### Given task:
Print the listing below word for word, leaving out the pictures.

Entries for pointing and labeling
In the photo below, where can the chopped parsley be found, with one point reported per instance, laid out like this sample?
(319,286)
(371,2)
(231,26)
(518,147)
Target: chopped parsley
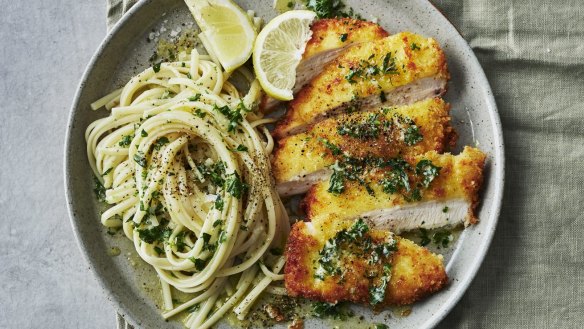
(412,135)
(234,116)
(199,263)
(241,148)
(140,159)
(368,129)
(442,238)
(428,171)
(369,69)
(335,150)
(180,242)
(424,237)
(337,182)
(354,241)
(206,242)
(99,190)
(200,113)
(215,172)
(195,98)
(219,204)
(160,143)
(159,250)
(193,308)
(327,310)
(377,292)
(330,9)
(154,234)
(397,178)
(156,67)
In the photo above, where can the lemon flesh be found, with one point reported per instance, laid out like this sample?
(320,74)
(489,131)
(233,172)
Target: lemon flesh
(227,28)
(278,50)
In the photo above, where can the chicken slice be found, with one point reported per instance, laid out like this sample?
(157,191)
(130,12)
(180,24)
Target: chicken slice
(330,37)
(397,70)
(424,191)
(302,160)
(360,265)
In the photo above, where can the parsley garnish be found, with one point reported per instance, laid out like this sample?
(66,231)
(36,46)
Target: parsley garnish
(329,9)
(195,98)
(241,148)
(200,113)
(218,204)
(428,170)
(443,238)
(412,135)
(154,234)
(336,182)
(334,149)
(156,67)
(160,143)
(199,264)
(99,190)
(214,172)
(377,292)
(140,159)
(126,140)
(425,239)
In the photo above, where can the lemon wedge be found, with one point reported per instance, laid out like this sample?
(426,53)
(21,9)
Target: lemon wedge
(278,50)
(226,30)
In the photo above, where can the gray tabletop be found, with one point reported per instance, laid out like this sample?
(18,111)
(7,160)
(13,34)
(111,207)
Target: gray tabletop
(532,54)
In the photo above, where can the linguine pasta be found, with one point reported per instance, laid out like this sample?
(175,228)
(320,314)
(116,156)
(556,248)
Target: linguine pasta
(185,164)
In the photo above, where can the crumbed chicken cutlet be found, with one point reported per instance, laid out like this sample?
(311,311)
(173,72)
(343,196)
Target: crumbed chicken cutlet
(423,191)
(302,160)
(397,70)
(350,262)
(330,37)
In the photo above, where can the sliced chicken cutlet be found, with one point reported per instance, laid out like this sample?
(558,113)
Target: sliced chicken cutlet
(302,160)
(330,37)
(350,262)
(397,70)
(424,191)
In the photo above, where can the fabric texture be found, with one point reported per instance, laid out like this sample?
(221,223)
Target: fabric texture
(533,55)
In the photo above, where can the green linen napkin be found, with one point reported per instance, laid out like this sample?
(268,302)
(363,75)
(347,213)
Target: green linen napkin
(533,55)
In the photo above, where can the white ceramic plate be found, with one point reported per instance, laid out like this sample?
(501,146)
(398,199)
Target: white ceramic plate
(130,285)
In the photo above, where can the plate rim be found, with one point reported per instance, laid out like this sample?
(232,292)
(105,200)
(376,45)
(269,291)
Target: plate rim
(470,273)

### Full answer:
In the photo below, where can the chopped parsley be found, with one point reported per instance, laid out like this sample?
(319,286)
(371,2)
(231,26)
(518,147)
Target: chopped parsley
(412,135)
(234,116)
(199,263)
(241,148)
(140,159)
(368,129)
(442,238)
(428,171)
(369,69)
(335,150)
(180,242)
(424,237)
(337,182)
(354,241)
(206,242)
(99,190)
(200,113)
(215,172)
(195,98)
(219,204)
(160,143)
(159,250)
(193,308)
(327,310)
(377,292)
(330,9)
(154,234)
(397,178)
(156,67)
In the photo above, where can the lemon flesh be found, with one point reported per instance, laid out like this sample?
(320,74)
(489,131)
(233,172)
Target: lemon flesh
(227,28)
(278,50)
In the photo above, where can the chicken slice be found, with one point reported per instance, laid out like this sample?
(157,191)
(130,12)
(180,24)
Target: chicken slice
(330,37)
(397,70)
(424,191)
(302,160)
(360,265)
In the photo above, where can the parsley garnish be found, with one point reported per instance, laid out like this sample?
(66,231)
(36,46)
Target: parsley garnish
(329,9)
(195,98)
(241,148)
(200,113)
(218,204)
(428,170)
(443,238)
(412,135)
(154,234)
(336,182)
(334,149)
(156,67)
(160,143)
(199,264)
(99,190)
(214,172)
(377,292)
(140,159)
(126,140)
(425,239)
In the photo above, where can the lemon wedge be found, with one point reported per instance, laid out like this sample?
(426,53)
(21,9)
Target: lemon wedge
(278,50)
(226,30)
In the photo above, where can the gray tabletop be found, with one point reported per instance, laid out like this sample?
(18,111)
(7,160)
(13,34)
(111,207)
Target: gray tabletop
(532,54)
In the photo above, where can the linguine pasta be found, with one point reported per instance, laid out like this sample?
(175,228)
(320,314)
(116,156)
(556,248)
Target: linguine pasta
(185,164)
In the photo above, where can the crumbed chicken cutlet be found, with one point reported per instance, laid out like this sample?
(311,311)
(173,72)
(343,196)
Target: crumbed chicken cutlet
(423,191)
(302,160)
(397,70)
(350,262)
(330,37)
In the photo above, where can the sliced chicken cutlet be found, with one point reported per instance, laid out like this sample?
(558,113)
Target: sliced chicken cutlet
(302,160)
(330,37)
(350,262)
(397,70)
(424,191)
In the photo above, where can the fabric texture be found, with one point reported per instance, laid out like this sample?
(221,223)
Target: fabric texture
(533,55)
In the photo above, where can the green linen napkin be found, with one point reported per instance, laid out like this sample?
(268,302)
(363,75)
(347,213)
Target: green linen napkin
(533,55)
In the photo above, where can the white ceramic plate be found, with one point reported per instance, laid out like this sample?
(501,146)
(398,199)
Target: white ceramic plate
(130,285)
In the photo above, where can the plate rim be found, with one point reported per instance, laid out like this sample?
(232,292)
(105,200)
(376,45)
(269,291)
Target: plate rim
(470,273)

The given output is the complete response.